begin EXCERPTED DATA

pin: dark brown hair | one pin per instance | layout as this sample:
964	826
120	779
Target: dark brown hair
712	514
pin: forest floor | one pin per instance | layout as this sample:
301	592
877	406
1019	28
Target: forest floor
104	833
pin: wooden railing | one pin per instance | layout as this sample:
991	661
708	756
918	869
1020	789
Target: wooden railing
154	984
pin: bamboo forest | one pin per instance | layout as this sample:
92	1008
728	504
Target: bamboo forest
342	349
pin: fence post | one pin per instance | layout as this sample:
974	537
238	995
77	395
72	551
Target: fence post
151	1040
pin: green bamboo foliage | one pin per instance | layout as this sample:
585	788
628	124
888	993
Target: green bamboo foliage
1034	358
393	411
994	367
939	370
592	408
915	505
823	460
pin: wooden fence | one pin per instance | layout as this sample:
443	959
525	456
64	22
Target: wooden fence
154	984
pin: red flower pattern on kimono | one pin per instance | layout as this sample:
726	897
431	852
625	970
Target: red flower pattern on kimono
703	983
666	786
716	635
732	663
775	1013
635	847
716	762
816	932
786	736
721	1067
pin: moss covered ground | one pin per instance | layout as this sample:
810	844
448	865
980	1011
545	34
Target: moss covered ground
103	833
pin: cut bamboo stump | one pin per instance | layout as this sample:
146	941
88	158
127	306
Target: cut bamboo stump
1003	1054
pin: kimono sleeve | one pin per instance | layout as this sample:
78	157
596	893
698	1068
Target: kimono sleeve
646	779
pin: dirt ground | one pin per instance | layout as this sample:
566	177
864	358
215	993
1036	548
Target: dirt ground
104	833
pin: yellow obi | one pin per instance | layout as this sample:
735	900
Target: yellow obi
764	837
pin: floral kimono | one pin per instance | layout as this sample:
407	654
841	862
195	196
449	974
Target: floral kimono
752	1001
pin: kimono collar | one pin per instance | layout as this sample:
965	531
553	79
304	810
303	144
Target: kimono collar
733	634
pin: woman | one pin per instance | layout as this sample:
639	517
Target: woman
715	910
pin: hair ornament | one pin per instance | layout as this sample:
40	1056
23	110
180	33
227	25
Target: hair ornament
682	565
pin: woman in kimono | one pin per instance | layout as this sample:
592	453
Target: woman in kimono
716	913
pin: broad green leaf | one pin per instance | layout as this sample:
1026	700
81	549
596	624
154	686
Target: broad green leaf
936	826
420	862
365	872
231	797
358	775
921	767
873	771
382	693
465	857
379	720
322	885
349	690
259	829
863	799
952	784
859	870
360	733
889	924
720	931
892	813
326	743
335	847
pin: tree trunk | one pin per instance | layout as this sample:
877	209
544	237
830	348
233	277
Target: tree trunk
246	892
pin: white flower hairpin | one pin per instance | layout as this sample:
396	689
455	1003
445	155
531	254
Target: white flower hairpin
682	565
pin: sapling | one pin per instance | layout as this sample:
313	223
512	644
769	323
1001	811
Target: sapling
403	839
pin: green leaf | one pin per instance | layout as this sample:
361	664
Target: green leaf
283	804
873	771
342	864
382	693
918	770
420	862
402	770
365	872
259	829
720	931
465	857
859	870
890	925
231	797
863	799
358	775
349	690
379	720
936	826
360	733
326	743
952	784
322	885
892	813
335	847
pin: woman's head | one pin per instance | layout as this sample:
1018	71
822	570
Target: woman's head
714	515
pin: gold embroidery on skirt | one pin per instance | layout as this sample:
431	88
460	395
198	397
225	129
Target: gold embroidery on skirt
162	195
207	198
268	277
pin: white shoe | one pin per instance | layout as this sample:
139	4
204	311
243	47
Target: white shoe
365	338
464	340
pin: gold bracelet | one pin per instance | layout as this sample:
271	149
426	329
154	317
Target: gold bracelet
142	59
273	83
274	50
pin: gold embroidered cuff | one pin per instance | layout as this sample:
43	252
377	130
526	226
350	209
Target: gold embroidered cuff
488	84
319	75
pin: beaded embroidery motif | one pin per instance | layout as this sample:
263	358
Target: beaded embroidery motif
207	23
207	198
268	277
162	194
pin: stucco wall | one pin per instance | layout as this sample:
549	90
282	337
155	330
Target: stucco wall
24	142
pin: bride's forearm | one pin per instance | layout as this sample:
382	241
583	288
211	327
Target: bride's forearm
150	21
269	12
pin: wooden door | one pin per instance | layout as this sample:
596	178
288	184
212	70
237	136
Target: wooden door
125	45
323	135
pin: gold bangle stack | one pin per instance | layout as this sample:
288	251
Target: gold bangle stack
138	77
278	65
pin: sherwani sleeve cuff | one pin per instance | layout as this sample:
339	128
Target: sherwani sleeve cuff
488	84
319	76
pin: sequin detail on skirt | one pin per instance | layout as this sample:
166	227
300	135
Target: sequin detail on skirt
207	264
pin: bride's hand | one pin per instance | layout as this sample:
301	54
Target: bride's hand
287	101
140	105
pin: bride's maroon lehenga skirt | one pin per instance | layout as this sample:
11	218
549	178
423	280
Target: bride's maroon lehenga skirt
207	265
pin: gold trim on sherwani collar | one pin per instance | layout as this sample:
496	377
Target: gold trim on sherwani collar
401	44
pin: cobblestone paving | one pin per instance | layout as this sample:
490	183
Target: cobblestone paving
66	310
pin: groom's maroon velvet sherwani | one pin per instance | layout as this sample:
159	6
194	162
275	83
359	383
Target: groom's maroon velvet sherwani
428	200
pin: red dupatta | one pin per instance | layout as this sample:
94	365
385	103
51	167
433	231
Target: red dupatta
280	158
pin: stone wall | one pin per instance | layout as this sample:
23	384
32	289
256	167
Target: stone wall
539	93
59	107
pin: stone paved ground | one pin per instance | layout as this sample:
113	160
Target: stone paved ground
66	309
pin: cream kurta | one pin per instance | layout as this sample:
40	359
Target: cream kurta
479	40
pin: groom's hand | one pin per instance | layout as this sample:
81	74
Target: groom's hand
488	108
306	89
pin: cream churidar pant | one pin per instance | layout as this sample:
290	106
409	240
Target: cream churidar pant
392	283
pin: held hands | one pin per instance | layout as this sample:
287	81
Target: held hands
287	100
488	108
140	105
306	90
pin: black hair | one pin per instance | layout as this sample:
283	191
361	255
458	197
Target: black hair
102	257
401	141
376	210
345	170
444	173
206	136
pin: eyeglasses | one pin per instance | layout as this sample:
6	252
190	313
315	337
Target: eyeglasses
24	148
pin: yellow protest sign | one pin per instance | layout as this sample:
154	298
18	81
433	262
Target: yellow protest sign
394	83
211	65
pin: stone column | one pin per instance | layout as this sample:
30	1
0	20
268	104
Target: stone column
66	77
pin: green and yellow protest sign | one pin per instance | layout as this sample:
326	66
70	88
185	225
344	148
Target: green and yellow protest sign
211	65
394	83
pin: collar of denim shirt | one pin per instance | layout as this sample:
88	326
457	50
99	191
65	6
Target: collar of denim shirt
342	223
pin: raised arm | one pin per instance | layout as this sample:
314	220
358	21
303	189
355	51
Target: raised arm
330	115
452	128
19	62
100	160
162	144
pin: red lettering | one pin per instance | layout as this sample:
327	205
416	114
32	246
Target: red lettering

end EXCERPTED DATA

TASK TO CARRY OUT =
Reproduce all of the material above verbatim, keeping every line and number unchanged.

THE COMPLETED TASK =
pin: dark brown hair | one pin per instance | layout as this sample:
964	826
120	779
Target: dark brown hair
712	514
pin: forest floor | one pin per instance | layout as this sample:
301	592
877	406
1019	28
Target: forest floor
104	833
pin: wooden railing | one pin per instance | layout as this sample:
991	661
708	756
918	869
1020	789
Target: wooden railing
154	984
pin: bamboo forest | one pin per instance | layout as this sample:
92	1008
728	504
Target: bamboo forest
342	349
pin: fence post | one pin per instance | layout as this sample:
974	537
238	995
77	395
72	551
Target: fence post
151	1040
pin: green bamboo foliage | one pin per instance | layout as this sample:
585	788
628	124
888	993
Target: green bamboo foliage
1034	358
393	411
994	367
939	370
592	408
915	505
823	460
pin: wooden fence | one pin per instance | layout as this sample:
443	959
525	456
64	22
Target: wooden fence
154	984
pin: red flower pattern on kimono | one pin per instance | layout as this sample:
726	897
431	852
625	970
Target: red flower pattern on kimono
703	983
666	786
716	635
732	663
775	1013
635	847
716	762
816	932
786	736
721	1067
pin: moss covered ground | one pin per instance | layout as this sample:
810	844
448	865
980	1011
545	34
Target: moss covered ground
103	833
pin: cut bamboo stump | one pin per instance | layout as this sample:
146	941
88	158
127	306
Target: cut bamboo stump
1003	1054
pin: kimono sleeve | one pin per instance | layout as this sample:
78	157
596	893
698	1068
Target: kimono sleeve
646	779
pin: dirt ground | one pin per instance | layout as this sample:
566	177
864	358
215	993
1036	548
Target: dirt ground
104	833
pin: yellow obi | one pin per instance | layout as this sample:
735	900
Target: yellow obi
764	837
pin: floral kimono | one pin per instance | layout as this sample:
407	654
841	862
195	196
449	974
Target: floral kimono
752	1001
pin: kimono collar | one pin per instance | layout as this sample:
965	531
553	79
304	810
303	144
Target: kimono collar
733	634
pin: woman | one pin per instance | layout as this sample:
639	517
Target: woman
715	910
pin: hair ornament | one pin per instance | layout as this sample:
40	1056
23	110
180	33
227	25
Target: hair ornament
682	565
pin: woman in kimono | one pin per instance | layout as this sample:
592	453
Target: woman in kimono
716	913
pin: broad green leaf | one pin per instance | layout as this sample:
1026	700
81	549
596	624
154	686
Target: broad green leaf
936	826
420	862
365	872
231	797
358	775
921	767
873	771
382	693
465	857
379	720
322	885
349	690
259	829
863	799
952	784
859	870
360	733
889	924
720	931
892	813
326	743
335	847
pin: tree trunk | one pin per instance | layout as this sample:
877	209
544	237
830	348
233	277
Target: tree trunk
246	892
pin: white flower hairpin | one pin per instance | layout as this sample:
396	689
455	1003
445	155
531	254
Target: white flower hairpin
682	565
pin: sapling | one pin per instance | layout as this sample:
313	223
512	644
769	323
1001	811
Target: sapling
403	839
pin: green leaf | one pin per instance | layout as this sample:
361	664
Target: green leaf
283	804
873	771
342	864
382	693
918	770
420	862
402	770
365	872
259	829
720	931
465	857
859	870
890	925
231	797
863	799
358	775
349	690
379	720
936	826
360	733
326	743
952	784
322	885
892	813
335	847
pin: woman's head | one pin per instance | layout as this sample:
1018	71
822	570
Target: woman's head
714	515
pin: gold embroidery on skirt | one pin per instance | layout as this sample:
431	88
460	395
198	397
225	129
Target: gold embroidery on skirt
162	195
207	198
268	277
pin: white shoe | one pin per instance | layout as this sample:
139	4
204	311
243	47
Target: white shoe
365	338
464	340
pin: gold bracelet | one pin per instance | layout as this sample:
271	149
426	329
154	317
Target: gold bracelet
142	59
273	83
274	50
pin: gold embroidered cuff | one pin per instance | layout as this sample:
43	252
377	130
526	226
350	209
Target: gold embroidered cuff
488	84
319	75
pin: beaded embroidery motif | one pin per instance | layout as this sample:
263	358
Target: beaded embroidery motif
207	23
207	198
268	277
162	194
pin: stucco wall | one pin per instance | layout as this sample:
549	90
282	337
155	330
Target: stucco wall
24	142
pin: bride's forearm | one pin per instance | layout as this sample:
382	241
583	288
211	327
Target: bride's forearm
150	21
269	12
pin: wooden door | one pin per instance | layout as this sample:
596	178
288	184
212	70
237	136
Target: wooden door
125	45
323	135
pin: gold bangle stack | one pin per instance | layout as this sample:
288	251
Target: gold bangle stack
138	77
278	65
pin: sherwani sleeve cuff | one pin per instance | layout as this sample:
339	128
Target: sherwani sleeve cuff
488	84
319	76
pin: sequin detail on skirt | one pin per instance | layout as this sample:
166	227
300	135
Target: sequin detail on skirt
207	264
pin: bride's hand | one pin per instance | layout as this sample:
301	54
Target: bride's hand
287	101
140	105
pin: bride's maroon lehenga skirt | one pin per instance | layout as this sample:
11	218
549	178
423	280
Target: bride's maroon lehenga skirt
207	265
pin: gold trim on sherwani collar | one pin per instance | layout as this sample:
496	377
Target: gold trim on sherwani collar
401	44
pin: cobblestone paving | one pin per instance | layout as this sample:
490	183
Target: cobblestone paving
66	310
pin: groom's maroon velvet sherwani | one pin per instance | layout as this sample:
159	6
194	162
275	83
359	383
Target: groom's maroon velvet sherwani
428	200
pin: red dupatta | one pin per instance | layout as this sample:
94	365
385	103
51	167
433	231
Target: red dupatta
280	158
pin: stone wall | one pin per instance | layout as this sample:
23	384
32	289
256	167
Target: stone wall
539	93
59	107
pin: stone paved ground | one pin per instance | layout as this sample:
113	160
Target: stone paved ground
66	309
pin: cream kurta | one pin per instance | layout as this sample:
40	359
Target: cream kurta
479	40
pin: groom's hand | one pin per instance | layout as this sample:
81	74
Target: groom's hand
488	108
306	89
pin: cream churidar pant | one pin per instance | layout as this sample:
290	106
409	240
Target: cream churidar pant
392	283
pin: held hands | one pin per instance | layout as this sample:
287	81
Target: held hands
287	100
488	108
140	105
306	90
pin: black hair | one pin per instance | layout as this sample:
283	191
361	255
458	197
Target: black hair
102	257
401	141
376	210
345	170
444	173
206	136
pin: eyeglasses | one pin per instance | layout as this sample:
6	252
190	313
315	337
Target: eyeglasses
24	148
pin: yellow protest sign | one pin per instance | layout as this sample:
154	298
18	81
433	262
Target: yellow protest sign
394	83
211	65
pin: stone column | one pin per instance | layout as this sample:
30	1
0	20
268	104
Target: stone column
66	77
pin: green and yellow protest sign | one pin per instance | layout as this sample:
326	66
70	88
185	225
344	148
Target: green and yellow protest sign
211	65
394	83
pin: collar of denim shirt | one pin per instance | layout as this sample:
88	326
457	50
99	191
65	6
Target: collar of denim shirt
342	223
pin: raised arm | one pin per instance | layout as this sample:
314	220
358	21
303	189
355	51
Target: raised arm
330	115
452	128
19	62
100	160
162	144
pin: red lettering | one pin per instance | layout as this sample:
327	205
416	114
32	246
Target: red lettering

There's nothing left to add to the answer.